TASK PROMPT – In the copy you make, include no pictures, and transcribe every record exactly.

ENTRIES SHOWN –

=== Begin Enclosure ===

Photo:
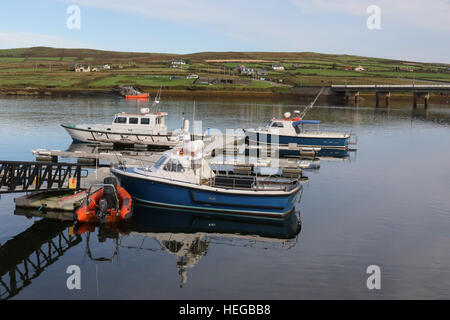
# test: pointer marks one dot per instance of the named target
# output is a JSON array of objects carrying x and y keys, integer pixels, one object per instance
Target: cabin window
[
  {"x": 277, "y": 125},
  {"x": 120, "y": 120},
  {"x": 174, "y": 166},
  {"x": 133, "y": 121},
  {"x": 159, "y": 163}
]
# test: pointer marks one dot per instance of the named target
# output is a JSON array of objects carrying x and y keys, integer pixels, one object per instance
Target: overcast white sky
[{"x": 410, "y": 29}]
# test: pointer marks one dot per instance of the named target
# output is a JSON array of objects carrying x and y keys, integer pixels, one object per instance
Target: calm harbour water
[{"x": 388, "y": 205}]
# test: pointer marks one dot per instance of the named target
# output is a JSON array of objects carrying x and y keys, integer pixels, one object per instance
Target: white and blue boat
[
  {"x": 292, "y": 133},
  {"x": 182, "y": 179}
]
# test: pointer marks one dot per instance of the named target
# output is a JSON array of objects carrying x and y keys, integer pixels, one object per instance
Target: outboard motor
[
  {"x": 103, "y": 208},
  {"x": 109, "y": 193}
]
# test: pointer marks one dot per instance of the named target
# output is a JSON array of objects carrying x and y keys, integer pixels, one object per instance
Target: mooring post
[
  {"x": 426, "y": 97},
  {"x": 415, "y": 100}
]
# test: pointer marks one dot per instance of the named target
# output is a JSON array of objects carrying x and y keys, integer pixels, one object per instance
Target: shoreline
[{"x": 298, "y": 94}]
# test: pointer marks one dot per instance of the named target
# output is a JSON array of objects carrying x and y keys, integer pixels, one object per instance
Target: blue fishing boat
[
  {"x": 291, "y": 133},
  {"x": 182, "y": 179}
]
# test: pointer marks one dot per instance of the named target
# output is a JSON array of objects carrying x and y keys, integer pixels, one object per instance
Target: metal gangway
[
  {"x": 19, "y": 176},
  {"x": 27, "y": 255}
]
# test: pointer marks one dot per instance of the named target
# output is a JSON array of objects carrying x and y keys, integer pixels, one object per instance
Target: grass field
[{"x": 43, "y": 67}]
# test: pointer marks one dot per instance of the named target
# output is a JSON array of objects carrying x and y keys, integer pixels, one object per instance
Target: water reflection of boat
[
  {"x": 189, "y": 236},
  {"x": 186, "y": 235}
]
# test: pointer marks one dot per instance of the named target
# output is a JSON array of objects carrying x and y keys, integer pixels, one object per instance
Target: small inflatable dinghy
[{"x": 108, "y": 203}]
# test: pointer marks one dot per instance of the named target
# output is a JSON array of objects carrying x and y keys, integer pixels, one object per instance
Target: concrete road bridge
[{"x": 384, "y": 91}]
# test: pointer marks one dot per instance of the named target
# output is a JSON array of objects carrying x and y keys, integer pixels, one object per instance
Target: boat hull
[
  {"x": 214, "y": 200},
  {"x": 137, "y": 96},
  {"x": 99, "y": 136},
  {"x": 301, "y": 141}
]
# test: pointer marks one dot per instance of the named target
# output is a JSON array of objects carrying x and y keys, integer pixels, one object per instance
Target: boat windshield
[{"x": 159, "y": 163}]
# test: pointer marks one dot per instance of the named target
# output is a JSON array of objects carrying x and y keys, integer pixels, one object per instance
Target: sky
[{"x": 415, "y": 30}]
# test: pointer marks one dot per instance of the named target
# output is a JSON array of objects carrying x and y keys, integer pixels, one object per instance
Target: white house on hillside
[
  {"x": 278, "y": 67},
  {"x": 82, "y": 68},
  {"x": 178, "y": 62}
]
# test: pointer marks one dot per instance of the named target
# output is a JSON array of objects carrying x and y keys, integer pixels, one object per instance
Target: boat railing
[
  {"x": 355, "y": 139},
  {"x": 253, "y": 183}
]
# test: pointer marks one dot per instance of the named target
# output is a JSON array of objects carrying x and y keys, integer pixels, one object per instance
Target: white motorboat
[{"x": 145, "y": 129}]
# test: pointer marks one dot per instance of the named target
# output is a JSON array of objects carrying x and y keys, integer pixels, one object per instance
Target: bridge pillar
[
  {"x": 418, "y": 95},
  {"x": 353, "y": 95},
  {"x": 387, "y": 96}
]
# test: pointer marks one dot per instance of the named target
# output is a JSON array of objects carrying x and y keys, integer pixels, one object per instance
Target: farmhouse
[
  {"x": 82, "y": 68},
  {"x": 241, "y": 69},
  {"x": 262, "y": 72},
  {"x": 278, "y": 67},
  {"x": 178, "y": 62}
]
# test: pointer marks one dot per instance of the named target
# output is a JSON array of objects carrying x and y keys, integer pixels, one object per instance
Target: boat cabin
[
  {"x": 142, "y": 121},
  {"x": 289, "y": 127}
]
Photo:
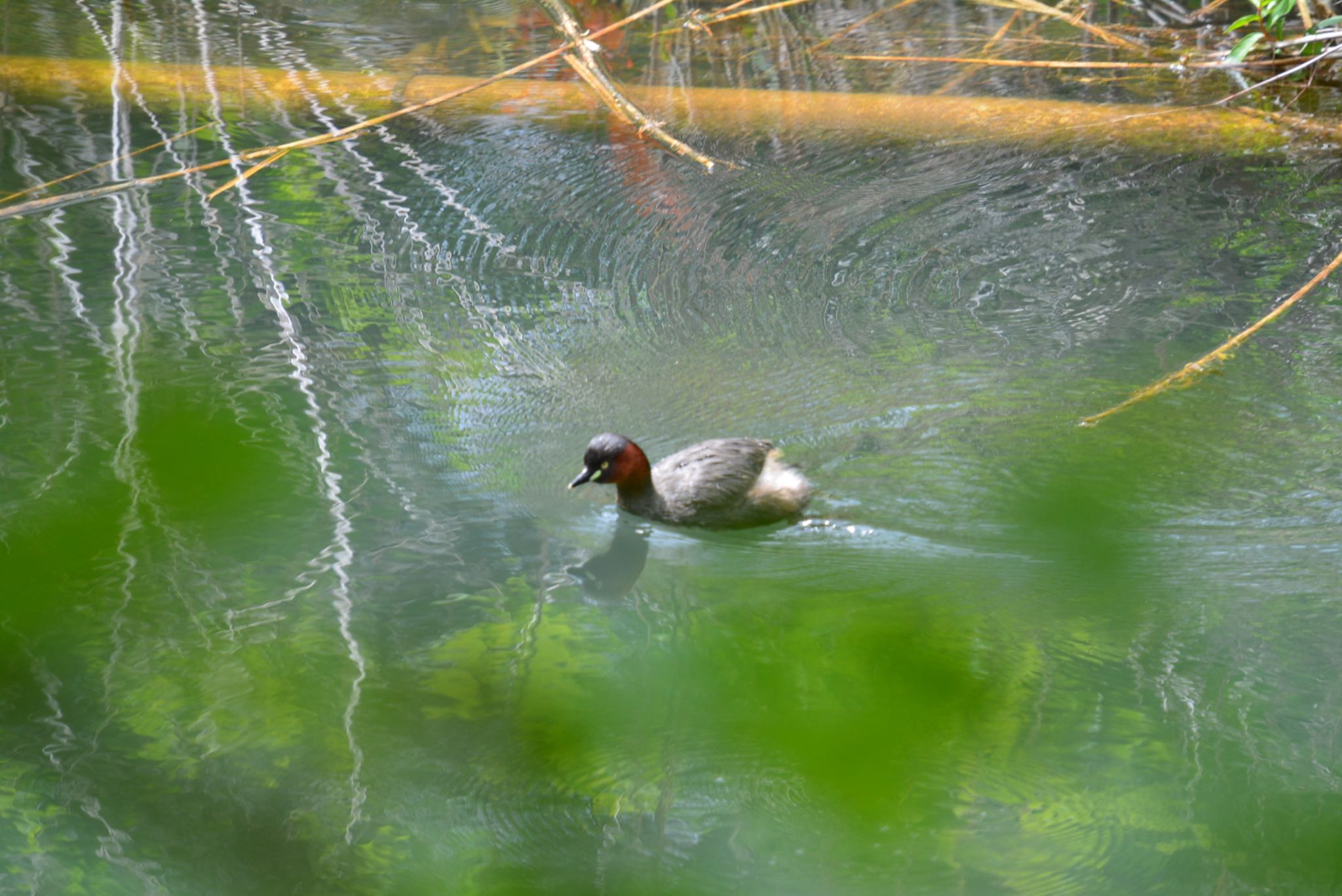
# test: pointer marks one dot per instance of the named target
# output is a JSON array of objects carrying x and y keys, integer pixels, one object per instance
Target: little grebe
[{"x": 721, "y": 483}]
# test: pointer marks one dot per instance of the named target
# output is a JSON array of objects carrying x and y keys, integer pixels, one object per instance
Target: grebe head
[{"x": 611, "y": 460}]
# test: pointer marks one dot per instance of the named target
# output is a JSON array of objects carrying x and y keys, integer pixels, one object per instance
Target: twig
[
  {"x": 591, "y": 70},
  {"x": 235, "y": 181},
  {"x": 321, "y": 138},
  {"x": 752, "y": 11},
  {"x": 1189, "y": 372},
  {"x": 1306, "y": 19},
  {"x": 1038, "y": 64},
  {"x": 1207, "y": 10},
  {"x": 1045, "y": 10},
  {"x": 992, "y": 42},
  {"x": 110, "y": 161},
  {"x": 1311, "y": 61},
  {"x": 859, "y": 23},
  {"x": 1332, "y": 34}
]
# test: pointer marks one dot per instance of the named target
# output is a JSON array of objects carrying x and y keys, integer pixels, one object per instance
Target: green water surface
[{"x": 294, "y": 600}]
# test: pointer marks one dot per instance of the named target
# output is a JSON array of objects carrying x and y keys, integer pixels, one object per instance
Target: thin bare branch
[
  {"x": 110, "y": 161},
  {"x": 1045, "y": 10},
  {"x": 584, "y": 62},
  {"x": 1042, "y": 64},
  {"x": 235, "y": 181},
  {"x": 1191, "y": 372},
  {"x": 277, "y": 152},
  {"x": 845, "y": 33}
]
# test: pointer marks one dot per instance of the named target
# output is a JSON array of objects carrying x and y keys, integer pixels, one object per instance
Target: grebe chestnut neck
[{"x": 721, "y": 483}]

=== End Enclosure ===

TASK RESPONSE –
Photo:
# test: pointer marks one dot per instance of the named target
# output is a JSON array of objects carrying x and y keys, integer pixels, one object per instance
Target: cabin window
[
  {"x": 277, "y": 125},
  {"x": 120, "y": 120},
  {"x": 174, "y": 166},
  {"x": 133, "y": 121},
  {"x": 159, "y": 163}
]
# test: pointer marks one dot per instance of the named target
# output is a JSON array of objects carrying x and y keys, integer pixels, one object per instance
Target: overcast white sky
[{"x": 410, "y": 29}]
# test: pointer marks one dot per instance of the named target
# output is a JSON array of objects carrying x and y keys, integer pixels, one object per instance
Target: calm harbour water
[{"x": 388, "y": 205}]
# test: pointer marks one dot per instance of the named target
# output is a JSON array of objects carrying x and y keys, integer pixels, one object per instance
Target: white and blue boat
[
  {"x": 292, "y": 133},
  {"x": 182, "y": 179}
]
# test: pointer marks one dot per instance of the named target
# output is a JSON array of objects carrying x and y keys, integer pixels, one object per instance
Target: outboard motor
[
  {"x": 103, "y": 208},
  {"x": 109, "y": 193}
]
# test: pointer marks one dot per instance of the named target
# output is a JSON array of objects carrying x and y keys, integer pixels, one object per instance
Target: mooring post
[
  {"x": 426, "y": 97},
  {"x": 415, "y": 100}
]
# test: pointer marks one dot per instance of the named target
# output is a JSON array of objects carrying x and y keys, integer pixels, one object per instance
Target: shoreline
[{"x": 298, "y": 94}]
# test: pointer marks one dot per instance of the named target
# output is a JSON array of objects carrying x and y keys, integer pixels, one object per instance
Target: blue fishing boat
[
  {"x": 291, "y": 133},
  {"x": 182, "y": 179}
]
# test: pointer marks one dot per instance of the named target
# output is a JSON array of objects carrying x and y keys, integer pixels, one object per instance
Target: metal gangway
[
  {"x": 19, "y": 176},
  {"x": 27, "y": 255}
]
# test: pointer marks one dot per instance of the named target
# output is a JSON array of objects carrying x and y keys, integer pixels, one object per instance
Target: grass field
[{"x": 43, "y": 67}]
# test: pointer marks one dot per instance of the named target
# output is a JSON array of objects carrying x and y keys, integer pixels, one object per instance
Target: water reflection of boat
[
  {"x": 189, "y": 236},
  {"x": 186, "y": 235}
]
# test: pointer marks one dot per instance of the named target
# output is a JSON array of objects carrying x and y keys, integer pixels, one object per instance
Target: small inflatable dinghy
[{"x": 108, "y": 203}]
# test: pointer marks one dot per instance of the named target
# output is a JSON array of objects carrying x and y keys, integer pixels, one object per instance
Target: concrete road bridge
[{"x": 384, "y": 91}]
# test: pointer marks one dot per instance of the named target
# output is a JSON array of objects carrying x and y keys, integer pixels, one object per instance
Target: boat hull
[
  {"x": 214, "y": 200},
  {"x": 137, "y": 96},
  {"x": 99, "y": 136},
  {"x": 301, "y": 141}
]
# test: pointer marks one dot per instance of the named target
# output is a JSON array of objects carrying x and y keys, integer pixels, one object per instance
Target: boat windshield
[{"x": 159, "y": 163}]
# test: pointer marks one dot per instance of the named target
# output is a JSON array of objects carrying x and y keys, integer pixels, one object per instance
Target: sky
[{"x": 415, "y": 30}]
# test: pointer marks one dot per instance of the named target
# output is a JSON array of objects carrying x and y keys, integer pixels, one object per instance
Target: white house on hillside
[
  {"x": 278, "y": 67},
  {"x": 82, "y": 68},
  {"x": 178, "y": 62}
]
# test: pointer marks one dot per instance of the named target
# output is a JSON array of objects carrying x and y keys, integer pixels, one object per instance
Target: boat railing
[
  {"x": 355, "y": 139},
  {"x": 253, "y": 183}
]
# test: pointer marks one dot per instance of the named target
# output is a JSON array of objects carrying x and y keys, integer pixels, one object per instance
Target: white motorboat
[{"x": 145, "y": 129}]
# test: pointer marks one dot per instance of the named target
# output is a JSON array of objects carrying x and y keys, integer pixels, one object per instance
Target: bridge pillar
[
  {"x": 418, "y": 95},
  {"x": 353, "y": 95},
  {"x": 387, "y": 96}
]
# test: pointer marks one dot per instance of the named target
# output is a JSON array of objects carrying x and y keys, integer pixels, one object per instance
Target: farmhouse
[
  {"x": 82, "y": 68},
  {"x": 241, "y": 69},
  {"x": 262, "y": 72},
  {"x": 278, "y": 67},
  {"x": 178, "y": 62}
]
# test: pointer marks one dot per instance of the named target
# output is a JSON array of objects carrying x and y keys, integer pixels, one object per instance
Target: boat cabin
[
  {"x": 142, "y": 121},
  {"x": 289, "y": 127}
]
Photo:
# test: pointer marks one dot per instance of the named target
# output is a JSON array of objects carrying x and y keys, integer pixels, one object per instance
Target: little grebe
[{"x": 721, "y": 483}]
# test: pointer marks one dot per instance of the named target
# output is a JSON array of objects carrying x and y keys, integer pixels, one object per instance
Target: grebe head
[{"x": 611, "y": 460}]
# test: pointer marks one dot per instance of the named target
# output is a JSON array of objects carrying x and y keys, integer pixels, one object per instance
Target: twig
[
  {"x": 591, "y": 70},
  {"x": 235, "y": 181},
  {"x": 321, "y": 138},
  {"x": 752, "y": 11},
  {"x": 1189, "y": 372},
  {"x": 1306, "y": 19},
  {"x": 1038, "y": 64},
  {"x": 1207, "y": 10},
  {"x": 1045, "y": 10},
  {"x": 992, "y": 42},
  {"x": 110, "y": 161},
  {"x": 1311, "y": 61},
  {"x": 859, "y": 23},
  {"x": 1332, "y": 34}
]
# test: pointer marks one dot per instance of the named target
# output is a JSON array of objects carrying x and y keys, integer pixels, one object per instance
Target: green water surface
[{"x": 294, "y": 600}]
# test: pointer marks one dot per instance of the named target
# output is a JSON array of objects carrying x and y keys, integer pixels, one object per instance
Target: thin bare branch
[
  {"x": 110, "y": 161},
  {"x": 1045, "y": 10},
  {"x": 584, "y": 62},
  {"x": 1042, "y": 64},
  {"x": 235, "y": 181},
  {"x": 1191, "y": 372},
  {"x": 277, "y": 152},
  {"x": 845, "y": 33}
]
# test: pointer marks one dot per instance of the named target
# output is a JSON array of objects carrying x and y keys, integer pixels, one object per instance
Target: grebe chestnut neck
[{"x": 721, "y": 483}]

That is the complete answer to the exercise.